_EXERCISE REQUIREMENTS:_ Within the records below is a range that opens at the line with "Target: man in teal shirt" and closes at the line with "Indicate the eyeglasses". Return that range word for word, both ends included, and only that range.

_GIVEN DATA:_
════════════════
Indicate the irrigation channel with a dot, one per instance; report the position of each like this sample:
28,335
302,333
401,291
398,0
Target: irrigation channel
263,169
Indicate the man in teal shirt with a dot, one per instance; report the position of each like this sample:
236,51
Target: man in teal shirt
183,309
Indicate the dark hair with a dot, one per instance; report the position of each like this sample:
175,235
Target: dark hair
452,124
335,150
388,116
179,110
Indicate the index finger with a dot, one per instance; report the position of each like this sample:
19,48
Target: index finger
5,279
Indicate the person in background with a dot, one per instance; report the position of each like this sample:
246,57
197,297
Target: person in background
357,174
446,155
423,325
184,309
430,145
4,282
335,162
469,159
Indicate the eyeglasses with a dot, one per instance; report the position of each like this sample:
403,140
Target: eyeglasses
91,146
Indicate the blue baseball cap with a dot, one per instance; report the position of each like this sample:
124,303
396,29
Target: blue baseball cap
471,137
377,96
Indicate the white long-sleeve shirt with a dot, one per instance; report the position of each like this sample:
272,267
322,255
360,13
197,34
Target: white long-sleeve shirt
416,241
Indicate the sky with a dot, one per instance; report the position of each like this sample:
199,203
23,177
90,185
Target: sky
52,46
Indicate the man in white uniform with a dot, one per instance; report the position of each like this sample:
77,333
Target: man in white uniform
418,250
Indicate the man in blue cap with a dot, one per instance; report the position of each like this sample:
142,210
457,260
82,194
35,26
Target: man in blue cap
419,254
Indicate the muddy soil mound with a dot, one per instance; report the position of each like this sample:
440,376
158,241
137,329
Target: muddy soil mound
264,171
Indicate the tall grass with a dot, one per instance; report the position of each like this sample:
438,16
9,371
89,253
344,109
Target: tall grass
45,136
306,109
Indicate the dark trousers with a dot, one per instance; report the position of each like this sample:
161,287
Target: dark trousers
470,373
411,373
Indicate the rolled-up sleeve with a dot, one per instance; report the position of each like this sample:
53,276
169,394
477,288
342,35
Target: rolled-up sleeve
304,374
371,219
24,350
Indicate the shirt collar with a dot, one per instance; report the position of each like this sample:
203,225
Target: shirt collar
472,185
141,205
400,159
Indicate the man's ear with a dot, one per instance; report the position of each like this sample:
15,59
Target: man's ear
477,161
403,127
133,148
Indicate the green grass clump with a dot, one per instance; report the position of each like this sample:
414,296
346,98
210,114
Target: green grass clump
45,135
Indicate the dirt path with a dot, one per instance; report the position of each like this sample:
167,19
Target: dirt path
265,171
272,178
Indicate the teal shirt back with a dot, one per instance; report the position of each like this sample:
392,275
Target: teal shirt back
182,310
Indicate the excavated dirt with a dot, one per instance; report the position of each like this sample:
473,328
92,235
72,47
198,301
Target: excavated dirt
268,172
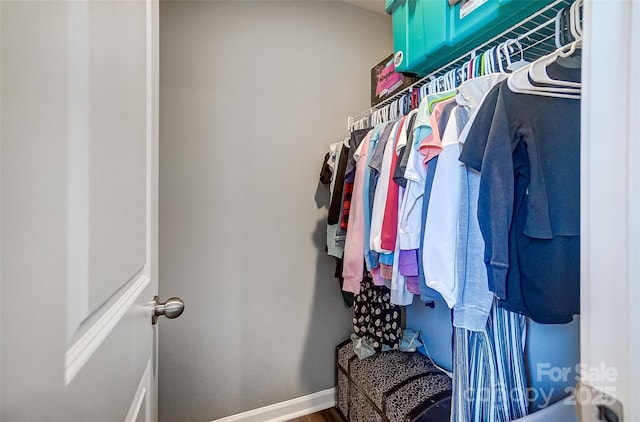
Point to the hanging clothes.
(527, 149)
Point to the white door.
(79, 98)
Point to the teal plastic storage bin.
(428, 34)
(419, 27)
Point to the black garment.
(403, 157)
(375, 318)
(354, 142)
(347, 297)
(336, 198)
(528, 150)
(325, 171)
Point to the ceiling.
(374, 5)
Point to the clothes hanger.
(517, 64)
(538, 69)
(519, 81)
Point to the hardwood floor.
(329, 415)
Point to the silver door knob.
(172, 308)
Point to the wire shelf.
(536, 34)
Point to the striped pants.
(489, 382)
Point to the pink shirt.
(432, 144)
(390, 220)
(353, 265)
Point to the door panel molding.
(141, 397)
(95, 330)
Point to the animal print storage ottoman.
(391, 386)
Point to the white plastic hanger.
(519, 81)
(538, 70)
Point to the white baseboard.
(290, 409)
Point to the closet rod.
(546, 14)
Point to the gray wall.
(252, 93)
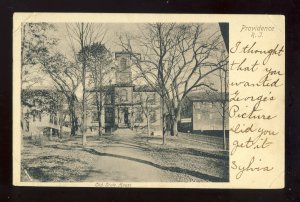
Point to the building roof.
(207, 96)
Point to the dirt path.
(123, 160)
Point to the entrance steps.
(124, 131)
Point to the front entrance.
(123, 120)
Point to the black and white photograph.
(124, 102)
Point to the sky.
(111, 40)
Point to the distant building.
(202, 112)
(41, 113)
(125, 104)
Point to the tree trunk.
(162, 119)
(83, 109)
(148, 125)
(223, 127)
(99, 111)
(72, 116)
(174, 121)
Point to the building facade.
(126, 105)
(203, 112)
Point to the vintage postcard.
(148, 100)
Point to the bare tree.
(67, 79)
(222, 96)
(145, 102)
(176, 59)
(35, 41)
(82, 35)
(99, 64)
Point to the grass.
(48, 164)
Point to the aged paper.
(156, 141)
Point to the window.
(199, 116)
(95, 116)
(152, 116)
(197, 105)
(123, 63)
(151, 98)
(123, 95)
(138, 115)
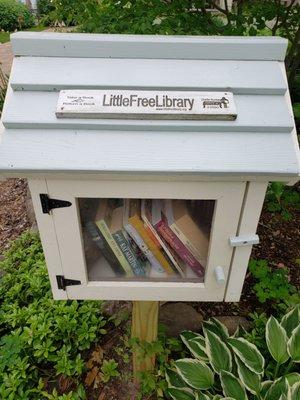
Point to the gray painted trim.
(52, 44)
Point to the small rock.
(178, 317)
(233, 321)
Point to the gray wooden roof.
(261, 142)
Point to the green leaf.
(195, 373)
(250, 379)
(265, 386)
(295, 392)
(218, 353)
(202, 396)
(181, 394)
(279, 387)
(292, 378)
(174, 380)
(276, 340)
(195, 343)
(248, 353)
(294, 345)
(232, 386)
(291, 320)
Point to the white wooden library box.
(158, 201)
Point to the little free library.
(148, 158)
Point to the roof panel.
(240, 77)
(255, 113)
(148, 46)
(144, 151)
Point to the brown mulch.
(14, 217)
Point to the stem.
(276, 370)
(289, 366)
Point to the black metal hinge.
(48, 204)
(63, 282)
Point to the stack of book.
(149, 238)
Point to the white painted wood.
(253, 202)
(52, 44)
(243, 240)
(240, 77)
(255, 114)
(206, 153)
(228, 198)
(48, 236)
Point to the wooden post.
(144, 327)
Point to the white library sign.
(146, 104)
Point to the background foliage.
(14, 15)
(39, 338)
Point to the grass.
(4, 36)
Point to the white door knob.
(220, 276)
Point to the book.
(136, 221)
(186, 229)
(134, 234)
(106, 251)
(147, 206)
(161, 225)
(120, 237)
(103, 219)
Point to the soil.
(279, 244)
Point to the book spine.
(144, 248)
(139, 226)
(104, 248)
(170, 237)
(132, 259)
(186, 242)
(113, 245)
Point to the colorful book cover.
(133, 233)
(147, 206)
(136, 221)
(186, 229)
(105, 249)
(102, 220)
(119, 235)
(161, 225)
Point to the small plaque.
(146, 104)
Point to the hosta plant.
(232, 368)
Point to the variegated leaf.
(218, 353)
(195, 343)
(291, 320)
(276, 340)
(293, 378)
(195, 373)
(248, 353)
(295, 391)
(232, 386)
(250, 379)
(181, 394)
(294, 345)
(278, 388)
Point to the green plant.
(14, 15)
(280, 198)
(231, 367)
(272, 283)
(109, 370)
(39, 338)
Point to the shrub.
(44, 7)
(272, 283)
(231, 367)
(39, 337)
(14, 15)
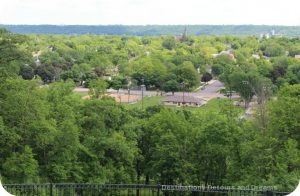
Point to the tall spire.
(184, 35)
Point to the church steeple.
(184, 35)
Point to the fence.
(123, 190)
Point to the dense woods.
(50, 134)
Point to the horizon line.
(151, 24)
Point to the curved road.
(209, 92)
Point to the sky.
(149, 12)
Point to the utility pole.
(183, 85)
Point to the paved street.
(209, 92)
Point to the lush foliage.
(48, 134)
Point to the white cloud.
(150, 12)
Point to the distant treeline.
(151, 30)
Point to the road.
(209, 92)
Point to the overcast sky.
(143, 12)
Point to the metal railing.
(71, 189)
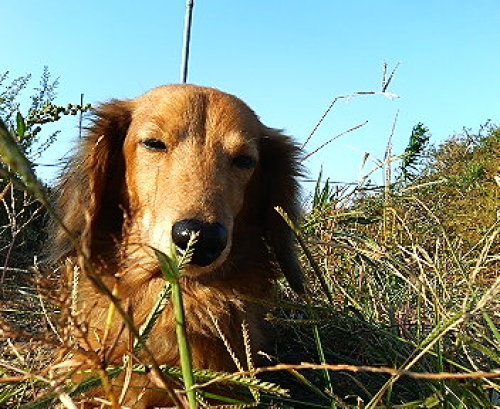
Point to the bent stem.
(171, 269)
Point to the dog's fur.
(120, 200)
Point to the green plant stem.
(184, 349)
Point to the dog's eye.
(244, 162)
(154, 145)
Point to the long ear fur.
(89, 196)
(280, 168)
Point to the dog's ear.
(279, 162)
(90, 193)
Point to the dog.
(150, 172)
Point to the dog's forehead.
(192, 110)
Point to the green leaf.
(20, 126)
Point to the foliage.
(42, 110)
(402, 306)
(413, 153)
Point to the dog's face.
(180, 160)
(189, 157)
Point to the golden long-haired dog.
(151, 171)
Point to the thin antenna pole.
(187, 37)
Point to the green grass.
(402, 308)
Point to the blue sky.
(287, 59)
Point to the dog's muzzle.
(210, 243)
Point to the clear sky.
(287, 59)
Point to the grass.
(402, 308)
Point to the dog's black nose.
(211, 241)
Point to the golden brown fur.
(121, 199)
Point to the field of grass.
(402, 308)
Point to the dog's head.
(180, 160)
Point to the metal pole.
(187, 37)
════════════════
_COMPLETED EXERCISE:_
Target: man in teal shirt
183,309
Indicate the dark hair with a dot, one per instance; report the position of each like this sample:
175,235
Target: dark hair
452,124
335,150
388,116
179,110
Indicate the index finger with a dot, one per instance; report the position of each like this sample:
19,48
Target: index finger
5,279
Indicate the person in background with a dot, one per instance; report the position of each like this sample:
246,57
197,297
Target: person in background
357,174
446,155
423,325
184,309
430,145
4,282
335,162
469,159
Indicate the eyeglasses with a dot, one per instance; report the position of each like this sample:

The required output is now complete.